[Collection entries]
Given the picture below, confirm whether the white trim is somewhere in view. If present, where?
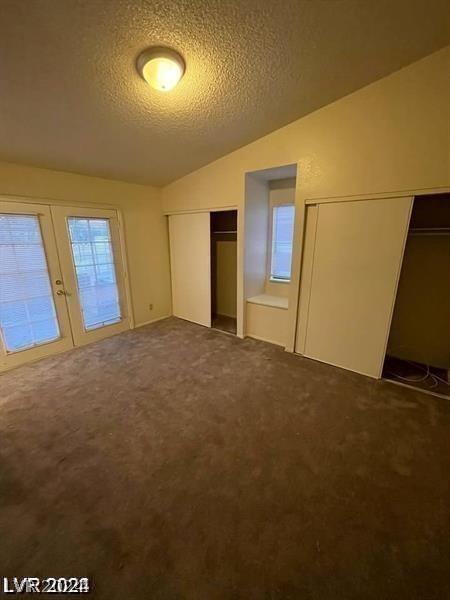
[163,204,239,217]
[247,294,289,310]
[133,315,172,329]
[245,333,284,348]
[0,192,119,210]
[305,186,450,204]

Task goal: Can you reproduce every line of the material above word for word, leaving out the pictures?

Worked answer:
Given the picture below, confirm whether the white trim is somewhere in view. If present, where?
[163,204,239,217]
[247,294,289,310]
[133,315,172,329]
[245,333,284,348]
[0,192,119,210]
[305,186,450,204]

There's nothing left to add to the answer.